## [Problem requirements]
Return each line of the material below that contains the string "walkway".

──────── Data to process

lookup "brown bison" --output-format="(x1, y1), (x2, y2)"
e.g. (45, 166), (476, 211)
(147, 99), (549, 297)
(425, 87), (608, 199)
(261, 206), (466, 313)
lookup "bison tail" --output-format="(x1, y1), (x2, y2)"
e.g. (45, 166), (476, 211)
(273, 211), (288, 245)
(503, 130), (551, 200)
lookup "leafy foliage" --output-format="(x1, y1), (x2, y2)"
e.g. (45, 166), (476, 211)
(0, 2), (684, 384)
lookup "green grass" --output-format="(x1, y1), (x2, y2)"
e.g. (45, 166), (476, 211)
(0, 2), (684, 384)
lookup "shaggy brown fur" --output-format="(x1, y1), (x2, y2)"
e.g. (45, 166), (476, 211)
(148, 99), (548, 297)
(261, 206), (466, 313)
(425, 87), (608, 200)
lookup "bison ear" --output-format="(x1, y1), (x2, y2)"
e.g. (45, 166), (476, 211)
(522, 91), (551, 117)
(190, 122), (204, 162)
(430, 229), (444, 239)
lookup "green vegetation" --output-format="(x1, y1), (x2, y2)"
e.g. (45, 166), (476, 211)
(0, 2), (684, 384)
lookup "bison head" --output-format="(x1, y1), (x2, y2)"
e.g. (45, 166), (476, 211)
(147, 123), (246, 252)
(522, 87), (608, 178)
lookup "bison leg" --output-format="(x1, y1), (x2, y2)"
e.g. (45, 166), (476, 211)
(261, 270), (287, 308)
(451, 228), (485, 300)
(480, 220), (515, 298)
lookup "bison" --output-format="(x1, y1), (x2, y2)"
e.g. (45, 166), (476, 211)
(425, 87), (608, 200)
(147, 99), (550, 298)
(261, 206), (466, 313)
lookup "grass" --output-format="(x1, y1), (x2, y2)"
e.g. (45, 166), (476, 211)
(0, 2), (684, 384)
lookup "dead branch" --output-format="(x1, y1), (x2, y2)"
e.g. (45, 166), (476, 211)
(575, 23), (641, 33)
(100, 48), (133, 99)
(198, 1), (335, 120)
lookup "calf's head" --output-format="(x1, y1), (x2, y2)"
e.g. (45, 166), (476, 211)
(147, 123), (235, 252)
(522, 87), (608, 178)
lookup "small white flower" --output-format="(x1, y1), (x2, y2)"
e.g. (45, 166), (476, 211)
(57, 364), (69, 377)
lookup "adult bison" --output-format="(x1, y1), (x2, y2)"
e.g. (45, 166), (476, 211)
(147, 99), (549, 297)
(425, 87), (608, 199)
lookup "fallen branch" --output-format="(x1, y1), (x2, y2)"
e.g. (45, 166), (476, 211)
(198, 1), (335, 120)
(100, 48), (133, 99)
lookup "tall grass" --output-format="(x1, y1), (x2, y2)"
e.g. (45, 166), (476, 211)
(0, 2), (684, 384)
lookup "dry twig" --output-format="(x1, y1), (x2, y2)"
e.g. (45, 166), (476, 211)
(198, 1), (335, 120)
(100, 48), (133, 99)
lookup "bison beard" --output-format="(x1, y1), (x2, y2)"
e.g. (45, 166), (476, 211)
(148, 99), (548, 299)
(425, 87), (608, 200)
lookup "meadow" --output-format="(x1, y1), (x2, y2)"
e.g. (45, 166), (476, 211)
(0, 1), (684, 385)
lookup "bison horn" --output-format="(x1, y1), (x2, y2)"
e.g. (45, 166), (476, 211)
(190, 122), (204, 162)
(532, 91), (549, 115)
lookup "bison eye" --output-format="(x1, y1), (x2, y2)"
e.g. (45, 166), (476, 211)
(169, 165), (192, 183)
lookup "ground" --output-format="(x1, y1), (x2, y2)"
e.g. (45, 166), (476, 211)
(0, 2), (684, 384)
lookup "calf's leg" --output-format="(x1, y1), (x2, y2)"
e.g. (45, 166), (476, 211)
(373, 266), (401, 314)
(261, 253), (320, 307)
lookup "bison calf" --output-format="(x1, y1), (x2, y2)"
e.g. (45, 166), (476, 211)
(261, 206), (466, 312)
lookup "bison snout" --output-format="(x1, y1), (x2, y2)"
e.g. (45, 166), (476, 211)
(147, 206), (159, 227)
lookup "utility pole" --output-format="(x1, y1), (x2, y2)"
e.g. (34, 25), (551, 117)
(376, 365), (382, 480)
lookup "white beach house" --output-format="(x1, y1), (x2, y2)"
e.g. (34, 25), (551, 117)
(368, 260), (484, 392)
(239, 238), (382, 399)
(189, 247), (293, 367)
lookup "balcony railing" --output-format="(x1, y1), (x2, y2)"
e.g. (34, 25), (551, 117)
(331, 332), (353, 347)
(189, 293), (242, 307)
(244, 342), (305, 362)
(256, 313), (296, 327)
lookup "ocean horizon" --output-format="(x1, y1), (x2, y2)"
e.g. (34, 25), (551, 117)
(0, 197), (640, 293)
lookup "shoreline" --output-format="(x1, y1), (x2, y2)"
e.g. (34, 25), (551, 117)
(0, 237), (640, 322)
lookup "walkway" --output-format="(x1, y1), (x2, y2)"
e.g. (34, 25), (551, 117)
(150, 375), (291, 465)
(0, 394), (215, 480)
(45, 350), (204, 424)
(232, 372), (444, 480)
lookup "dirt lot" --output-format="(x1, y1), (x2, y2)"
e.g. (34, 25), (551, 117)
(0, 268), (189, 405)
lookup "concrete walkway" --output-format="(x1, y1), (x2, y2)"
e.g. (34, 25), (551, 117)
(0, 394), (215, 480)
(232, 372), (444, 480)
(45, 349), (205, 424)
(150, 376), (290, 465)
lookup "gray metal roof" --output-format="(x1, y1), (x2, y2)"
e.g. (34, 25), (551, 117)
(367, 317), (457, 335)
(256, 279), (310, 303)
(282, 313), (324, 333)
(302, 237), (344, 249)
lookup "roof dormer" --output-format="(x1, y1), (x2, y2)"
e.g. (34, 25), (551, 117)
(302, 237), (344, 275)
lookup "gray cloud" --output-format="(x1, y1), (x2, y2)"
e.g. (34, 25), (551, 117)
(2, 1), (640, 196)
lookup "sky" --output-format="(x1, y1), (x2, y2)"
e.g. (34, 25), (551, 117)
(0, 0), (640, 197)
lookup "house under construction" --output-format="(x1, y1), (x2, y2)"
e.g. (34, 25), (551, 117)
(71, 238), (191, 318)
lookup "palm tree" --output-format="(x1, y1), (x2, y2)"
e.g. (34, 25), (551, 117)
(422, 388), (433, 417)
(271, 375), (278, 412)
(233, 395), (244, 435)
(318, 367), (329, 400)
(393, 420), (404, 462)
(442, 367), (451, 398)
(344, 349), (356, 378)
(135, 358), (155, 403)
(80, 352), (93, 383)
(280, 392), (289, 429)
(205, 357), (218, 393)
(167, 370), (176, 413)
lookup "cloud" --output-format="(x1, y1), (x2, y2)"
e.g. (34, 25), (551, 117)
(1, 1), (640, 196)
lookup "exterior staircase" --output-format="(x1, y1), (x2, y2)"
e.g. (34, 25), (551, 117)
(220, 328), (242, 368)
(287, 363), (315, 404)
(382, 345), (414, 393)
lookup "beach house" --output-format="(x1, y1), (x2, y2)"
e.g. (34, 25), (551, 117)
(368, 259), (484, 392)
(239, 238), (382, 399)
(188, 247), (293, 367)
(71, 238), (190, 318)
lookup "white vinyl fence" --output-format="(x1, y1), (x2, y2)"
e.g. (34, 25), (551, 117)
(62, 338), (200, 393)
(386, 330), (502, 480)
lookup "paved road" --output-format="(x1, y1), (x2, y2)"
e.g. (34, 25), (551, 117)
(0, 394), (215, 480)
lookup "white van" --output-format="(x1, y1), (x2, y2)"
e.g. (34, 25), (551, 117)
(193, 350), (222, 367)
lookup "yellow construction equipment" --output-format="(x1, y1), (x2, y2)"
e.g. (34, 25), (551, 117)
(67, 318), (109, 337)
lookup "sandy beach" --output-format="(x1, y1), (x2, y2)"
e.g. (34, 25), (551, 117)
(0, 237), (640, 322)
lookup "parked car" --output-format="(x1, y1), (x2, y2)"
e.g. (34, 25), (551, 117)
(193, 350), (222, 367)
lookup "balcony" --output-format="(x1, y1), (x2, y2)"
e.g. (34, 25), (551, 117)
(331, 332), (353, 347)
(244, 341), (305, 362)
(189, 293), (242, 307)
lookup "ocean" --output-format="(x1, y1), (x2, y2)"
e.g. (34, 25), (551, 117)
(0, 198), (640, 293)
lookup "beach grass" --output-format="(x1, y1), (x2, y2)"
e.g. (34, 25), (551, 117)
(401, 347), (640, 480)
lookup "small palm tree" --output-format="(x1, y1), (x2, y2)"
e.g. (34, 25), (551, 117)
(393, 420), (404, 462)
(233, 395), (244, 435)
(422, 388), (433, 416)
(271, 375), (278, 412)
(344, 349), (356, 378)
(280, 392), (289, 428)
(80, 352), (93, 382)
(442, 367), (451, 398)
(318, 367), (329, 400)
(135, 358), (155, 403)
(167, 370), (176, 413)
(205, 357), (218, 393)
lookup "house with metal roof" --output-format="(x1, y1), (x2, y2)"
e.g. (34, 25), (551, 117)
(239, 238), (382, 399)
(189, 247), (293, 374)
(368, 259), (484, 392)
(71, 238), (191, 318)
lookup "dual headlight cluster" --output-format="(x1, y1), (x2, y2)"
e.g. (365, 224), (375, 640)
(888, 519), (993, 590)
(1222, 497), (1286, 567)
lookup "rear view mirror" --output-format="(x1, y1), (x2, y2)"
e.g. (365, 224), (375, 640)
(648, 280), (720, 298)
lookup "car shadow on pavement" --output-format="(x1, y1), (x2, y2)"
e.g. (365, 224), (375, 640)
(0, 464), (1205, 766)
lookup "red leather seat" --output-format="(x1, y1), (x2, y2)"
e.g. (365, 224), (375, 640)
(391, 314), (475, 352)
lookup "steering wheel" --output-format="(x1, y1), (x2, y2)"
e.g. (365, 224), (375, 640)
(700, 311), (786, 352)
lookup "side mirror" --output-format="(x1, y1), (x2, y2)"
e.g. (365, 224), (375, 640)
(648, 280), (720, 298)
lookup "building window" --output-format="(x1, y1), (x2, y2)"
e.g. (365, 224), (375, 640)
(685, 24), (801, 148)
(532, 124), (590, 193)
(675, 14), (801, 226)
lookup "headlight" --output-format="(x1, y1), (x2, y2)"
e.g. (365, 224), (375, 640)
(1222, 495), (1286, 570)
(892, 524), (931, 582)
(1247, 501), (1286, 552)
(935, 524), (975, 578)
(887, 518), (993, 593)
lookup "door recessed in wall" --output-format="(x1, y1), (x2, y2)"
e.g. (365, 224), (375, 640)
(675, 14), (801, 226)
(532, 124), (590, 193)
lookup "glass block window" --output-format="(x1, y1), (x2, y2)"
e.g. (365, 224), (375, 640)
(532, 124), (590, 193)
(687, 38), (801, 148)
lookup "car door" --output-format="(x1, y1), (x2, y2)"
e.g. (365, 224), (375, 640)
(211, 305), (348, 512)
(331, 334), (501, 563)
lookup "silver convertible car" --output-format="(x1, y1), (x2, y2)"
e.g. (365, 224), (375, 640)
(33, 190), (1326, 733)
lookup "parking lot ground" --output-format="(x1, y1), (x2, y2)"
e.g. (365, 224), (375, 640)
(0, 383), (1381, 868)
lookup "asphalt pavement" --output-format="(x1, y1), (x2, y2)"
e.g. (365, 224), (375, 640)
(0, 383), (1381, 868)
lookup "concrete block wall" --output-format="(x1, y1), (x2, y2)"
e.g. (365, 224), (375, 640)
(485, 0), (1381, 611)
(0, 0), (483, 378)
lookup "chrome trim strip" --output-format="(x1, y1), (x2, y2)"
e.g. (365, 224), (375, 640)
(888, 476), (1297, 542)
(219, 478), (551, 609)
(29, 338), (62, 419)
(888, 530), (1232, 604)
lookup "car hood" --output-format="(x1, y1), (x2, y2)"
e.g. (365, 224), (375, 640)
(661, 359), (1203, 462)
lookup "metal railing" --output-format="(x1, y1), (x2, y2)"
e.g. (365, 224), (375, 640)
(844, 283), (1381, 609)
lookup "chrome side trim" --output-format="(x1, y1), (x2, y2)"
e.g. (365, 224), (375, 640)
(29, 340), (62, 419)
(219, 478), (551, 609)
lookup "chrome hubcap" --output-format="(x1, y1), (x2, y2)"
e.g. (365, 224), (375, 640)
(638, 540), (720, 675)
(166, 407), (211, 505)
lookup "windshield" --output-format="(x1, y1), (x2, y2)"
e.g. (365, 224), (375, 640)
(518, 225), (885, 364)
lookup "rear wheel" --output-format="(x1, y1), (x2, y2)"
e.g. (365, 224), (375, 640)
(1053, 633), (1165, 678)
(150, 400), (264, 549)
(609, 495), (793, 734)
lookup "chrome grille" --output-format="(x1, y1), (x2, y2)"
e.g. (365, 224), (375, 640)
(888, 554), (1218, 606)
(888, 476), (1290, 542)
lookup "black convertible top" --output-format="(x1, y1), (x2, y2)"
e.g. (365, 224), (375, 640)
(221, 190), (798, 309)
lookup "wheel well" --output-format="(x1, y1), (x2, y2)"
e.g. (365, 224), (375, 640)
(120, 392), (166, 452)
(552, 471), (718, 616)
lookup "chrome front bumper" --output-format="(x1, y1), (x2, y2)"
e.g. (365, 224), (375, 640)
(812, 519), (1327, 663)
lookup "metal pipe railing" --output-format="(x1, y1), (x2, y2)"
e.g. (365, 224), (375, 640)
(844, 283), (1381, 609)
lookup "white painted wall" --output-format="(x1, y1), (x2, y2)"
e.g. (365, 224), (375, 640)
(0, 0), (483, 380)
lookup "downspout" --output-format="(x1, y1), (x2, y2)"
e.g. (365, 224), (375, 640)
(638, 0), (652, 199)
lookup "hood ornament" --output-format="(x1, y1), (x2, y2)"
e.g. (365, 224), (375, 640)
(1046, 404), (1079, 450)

────────────────

## [Solution to the problem]
lookup "walkway" --output-format="(x1, y1), (x2, y2)"
lookup "concrete walkway" --output-format="(x1, y1), (x2, y2)"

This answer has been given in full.